## WHAT IS REQUIRED
Each entry that follows should be given again word for word; please leave out its pictures.

START MATERIAL FOR THIS EXERCISE

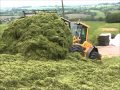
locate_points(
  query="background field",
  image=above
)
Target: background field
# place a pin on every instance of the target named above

END MATERIAL FOR THIS EXERCISE

## ANSWER FOR THIS EXERCISE
locate_points(
  query="background field",
  image=above
)
Target: background field
# place a pin on every instance of the target named above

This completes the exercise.